— BEGIN Input material —

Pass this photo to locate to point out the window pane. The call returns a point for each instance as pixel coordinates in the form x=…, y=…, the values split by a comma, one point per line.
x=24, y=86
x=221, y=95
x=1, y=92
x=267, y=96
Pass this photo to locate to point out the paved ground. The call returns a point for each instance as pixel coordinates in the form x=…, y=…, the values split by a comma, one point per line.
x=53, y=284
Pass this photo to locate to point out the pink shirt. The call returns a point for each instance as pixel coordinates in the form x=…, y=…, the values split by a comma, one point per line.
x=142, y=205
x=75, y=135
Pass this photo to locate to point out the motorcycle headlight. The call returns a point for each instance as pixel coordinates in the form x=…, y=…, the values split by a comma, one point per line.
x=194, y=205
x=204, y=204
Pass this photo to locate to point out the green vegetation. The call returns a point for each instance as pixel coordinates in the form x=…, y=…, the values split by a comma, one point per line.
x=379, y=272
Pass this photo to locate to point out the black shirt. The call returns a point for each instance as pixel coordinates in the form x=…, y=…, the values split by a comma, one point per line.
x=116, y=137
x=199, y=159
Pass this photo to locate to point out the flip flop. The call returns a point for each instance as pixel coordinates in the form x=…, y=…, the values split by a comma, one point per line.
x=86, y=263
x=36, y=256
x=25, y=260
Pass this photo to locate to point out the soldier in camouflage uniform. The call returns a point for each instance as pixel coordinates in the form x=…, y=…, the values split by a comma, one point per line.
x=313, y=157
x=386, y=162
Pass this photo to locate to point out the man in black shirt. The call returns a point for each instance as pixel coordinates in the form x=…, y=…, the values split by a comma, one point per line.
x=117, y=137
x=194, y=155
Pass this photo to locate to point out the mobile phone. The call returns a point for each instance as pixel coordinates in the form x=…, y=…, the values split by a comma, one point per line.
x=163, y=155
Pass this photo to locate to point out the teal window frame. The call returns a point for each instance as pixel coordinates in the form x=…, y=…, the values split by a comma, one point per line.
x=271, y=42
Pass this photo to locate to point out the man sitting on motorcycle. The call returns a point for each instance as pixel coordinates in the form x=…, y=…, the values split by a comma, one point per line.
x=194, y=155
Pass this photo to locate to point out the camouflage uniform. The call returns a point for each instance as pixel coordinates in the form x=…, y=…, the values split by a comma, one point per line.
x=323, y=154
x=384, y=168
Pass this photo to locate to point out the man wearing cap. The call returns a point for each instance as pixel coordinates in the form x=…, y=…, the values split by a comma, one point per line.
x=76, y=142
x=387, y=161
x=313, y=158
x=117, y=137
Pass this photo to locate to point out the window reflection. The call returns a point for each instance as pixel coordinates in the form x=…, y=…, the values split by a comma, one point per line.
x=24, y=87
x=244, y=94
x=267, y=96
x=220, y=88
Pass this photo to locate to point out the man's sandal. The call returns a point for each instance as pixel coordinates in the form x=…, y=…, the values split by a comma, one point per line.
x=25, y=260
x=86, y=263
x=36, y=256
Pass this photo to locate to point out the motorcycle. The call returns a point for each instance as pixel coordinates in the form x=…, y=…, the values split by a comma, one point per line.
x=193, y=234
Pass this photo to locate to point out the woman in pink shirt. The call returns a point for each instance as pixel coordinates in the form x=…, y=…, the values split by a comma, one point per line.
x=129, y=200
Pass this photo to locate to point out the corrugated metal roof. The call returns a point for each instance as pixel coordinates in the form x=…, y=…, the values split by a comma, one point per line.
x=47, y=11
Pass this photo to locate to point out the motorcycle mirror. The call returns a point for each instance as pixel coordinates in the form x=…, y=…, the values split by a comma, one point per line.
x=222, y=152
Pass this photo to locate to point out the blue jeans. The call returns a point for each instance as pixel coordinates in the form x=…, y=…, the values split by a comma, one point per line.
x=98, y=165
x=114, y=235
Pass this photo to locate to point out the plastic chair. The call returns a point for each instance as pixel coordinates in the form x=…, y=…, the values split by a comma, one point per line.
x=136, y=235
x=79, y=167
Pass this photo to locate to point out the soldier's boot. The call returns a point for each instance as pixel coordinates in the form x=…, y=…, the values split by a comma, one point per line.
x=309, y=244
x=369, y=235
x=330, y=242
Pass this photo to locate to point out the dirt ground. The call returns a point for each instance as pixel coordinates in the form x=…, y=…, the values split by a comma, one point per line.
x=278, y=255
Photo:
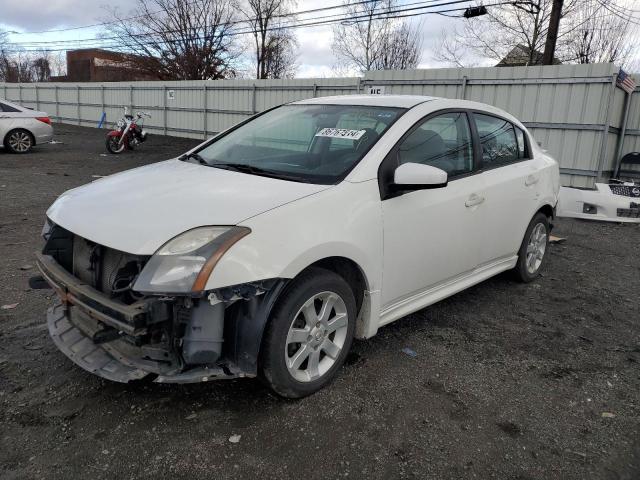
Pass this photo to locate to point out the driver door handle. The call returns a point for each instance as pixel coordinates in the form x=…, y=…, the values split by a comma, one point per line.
x=473, y=200
x=531, y=180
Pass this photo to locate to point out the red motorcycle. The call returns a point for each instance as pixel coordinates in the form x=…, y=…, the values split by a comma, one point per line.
x=128, y=133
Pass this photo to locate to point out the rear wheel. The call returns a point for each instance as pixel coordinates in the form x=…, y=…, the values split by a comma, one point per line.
x=19, y=141
x=114, y=146
x=532, y=253
x=309, y=334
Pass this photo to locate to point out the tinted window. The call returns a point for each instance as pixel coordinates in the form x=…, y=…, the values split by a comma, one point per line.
x=443, y=142
x=7, y=108
x=522, y=145
x=498, y=140
x=312, y=143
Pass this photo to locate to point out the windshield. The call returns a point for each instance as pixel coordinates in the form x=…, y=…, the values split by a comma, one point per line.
x=305, y=143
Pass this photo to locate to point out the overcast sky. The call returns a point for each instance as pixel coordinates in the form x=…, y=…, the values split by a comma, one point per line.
x=315, y=58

— END Input material —

**What you should do:** Omit each picture, then return all of the listing exactly as it stands.

**Solution for this exercise:**
Pass this photo to locate to point out the window pane. The call returns a point for each instance as pixel coordinates in the form x=…, y=…, the values split by a comma, one point per line.
x=24, y=86
x=221, y=95
x=1, y=92
x=267, y=96
Pass this photo to locate to point out the paved ground. The call returns a point for each instance as pixel coordinates in the form x=…, y=…, the values split by a comma, one point per line.
x=53, y=284
Pass this photo to locate to point out the pink shirt. The call returns a point for each instance as pixel coordinates in the form x=…, y=…, the values split by a comma, one point per line.
x=142, y=205
x=75, y=135
Pass this photo to locate to point out the motorcycle headlight. The call returns a point for each instance as pixel coordinates in the form x=…, y=…, the values split by a comma, one point per line.
x=194, y=205
x=204, y=204
Pass this photo to locate to point out the green vegetation. The call returns a point for each instance as pixel coordinates in the form x=…, y=…, the values split by a comma, one point per line.
x=379, y=272
Pass this photo to locate to point out the black shirt. The call returns a point for each instance as pixel coordinates in the form x=…, y=…, the values split by a comma, one point per line.
x=116, y=137
x=199, y=159
Pass this photo to locate to point out the flip flop. The call returns a point for each instance as pixel coordinates in the form x=…, y=…, the values split by a comma, one point per line.
x=86, y=263
x=36, y=256
x=25, y=260
Pass this photo to locate to point out the soldier in camouflage uniform. The call returns a point for each instance as pixel coordinates in the form x=…, y=…, the values split by a comma, one point per line.
x=313, y=157
x=386, y=162
Pass this photo to locate to point out the man in black shirt. The call returns a point for each instance as pixel coordinates in the form x=…, y=…, the values split by a comma, one point per line.
x=117, y=137
x=194, y=155
Pass this photo to locate to point out the mobile phone. The call returns a point for each instance as pixel coordinates in the form x=…, y=…, the values split by a comma, one point per line.
x=163, y=155
Pass this photo to locate to point out the teal window frame. The call returns a point for each instance as pixel coordinates in the form x=…, y=…, the values split by a comma, one point per line.
x=271, y=42
Pass this photo to locate to point out the man sitting on motorcycle. The call returns a point for each instance as pixel coordinates in the form x=…, y=…, the values split by a comma, one point per line.
x=194, y=155
Pass this photo to locate to point out the camouflage uniform. The call returns a point for each instance as pixel coordinates in the form x=…, y=…, the values split by a comma, one point per line.
x=323, y=154
x=384, y=168
Pass this photo to locate to point out the man wearing cap. The call returns a point for each instance as pixel coordinates in the form x=…, y=…, the values split by a comma, one point per line.
x=76, y=142
x=387, y=161
x=313, y=158
x=117, y=137
Pass this photo to locate to point out the window reflection. The call returns a point for each instance as pixel coordinates in the form x=…, y=…, the values split by a comma, one point per line.
x=24, y=87
x=244, y=94
x=267, y=96
x=220, y=88
Pass this photo to locate to point out the man's sandal. The call returns a point for each instance as pixel coordinates in the form x=…, y=…, the values split by a comma, one point per line.
x=25, y=260
x=86, y=263
x=36, y=256
Pass this photo to locate to point out the motorcycle. The call returns a point for each instance as pixel coordinates in the form x=…, y=…, the values split by a comma, one point per line.
x=193, y=234
Pass this photo to locate to point out the woman in pink shirt. The call returns a point for each instance as pixel coordinates in the form x=…, y=…, the values split by a comma, one point per line.
x=129, y=200
Pass this photo to locate to point out the corrugated metal roof. The call returns a point for each instance as pixel coordinates in the form x=…, y=…, the values split by a comma, one point per line.
x=47, y=11
Pass this photo to locate to point out the motorcycle mirror. The call returns a point for each instance as pixel coordinates in the form x=…, y=…, the values split by a comma, one point per line.
x=222, y=152
Pass this photo to locate to point out the blue jeans. The call returns a point for each instance as pixel coordinates in the form x=…, y=…, the values split by a comma, one point per line.
x=98, y=165
x=114, y=235
Pass this photo to locate to point out the plastic chair. The call returns a point for each instance as pixel coordinates in the form x=…, y=…, the values split by a comma, one point per line.
x=136, y=235
x=79, y=167
Pass this photo to locate to point out the soldier's boot. The call returns a point for each instance as pixel coordinates in the form x=…, y=…, the values split by a comma, one point per line.
x=309, y=244
x=369, y=235
x=330, y=242
Pass this photo to locate to point out the dirt ground. The call returns a point for each instance as pixel coordinates in the form x=…, y=…, the values split by a comma, one point per line.
x=278, y=255
Photo:
Pass this photo to locate to point out the driver door handle. The call returns a point for each instance as pixel coordinates in the form x=…, y=…, the values split by a comma, one point per line.
x=473, y=200
x=531, y=180
Pass this photo to locate to point out the red motorcycle. The call returns a point for each instance as pixel coordinates in the form x=…, y=…, the values split by a comma, one point per line.
x=128, y=133
Pass this photo to locate to point out the rear wheel. The call returns a point for each instance as pixel coordinates in the form x=…, y=…, the values split by a comma, one point per line.
x=19, y=141
x=114, y=146
x=532, y=253
x=309, y=334
Pass this photo to locate to point out the tinted window. The call returns a point for each instance as pixel coordinates in the form x=…, y=…, the values split by a comma, one point per line.
x=443, y=142
x=7, y=108
x=522, y=145
x=498, y=140
x=312, y=143
Pass this photo to locate to point out the windshield. The call returns a point for each instance as pixel coordinates in the form x=…, y=…, the values split by a comma, one point per line.
x=305, y=143
Pass this photo to locate to point out the overcast sky. The call returns a point for each instance as pixel coordinates in the form x=…, y=…, the values split by a comma, one point per line.
x=315, y=58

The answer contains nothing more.